STUDY MATERIAL START
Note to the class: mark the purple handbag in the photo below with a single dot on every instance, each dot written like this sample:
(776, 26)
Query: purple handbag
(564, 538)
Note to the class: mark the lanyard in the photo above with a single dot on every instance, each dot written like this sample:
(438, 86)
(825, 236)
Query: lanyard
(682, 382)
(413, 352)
STUDY MATERIAL END
> **WHAT YOU ARE ASKED TO DO**:
With nothing added or left out, print the data again.

> **SOLUTION FOR THIS TASK**:
Note to the class: mark the purple handbag in the photo below with a single dot on every instance, each dot written like this sample:
(776, 26)
Query: purple handbag
(564, 538)
Note to the class: mark the lanyard in the photo above with a single dot on every instance, each dot written like this sample:
(438, 86)
(825, 236)
Query: lanyard
(682, 382)
(413, 352)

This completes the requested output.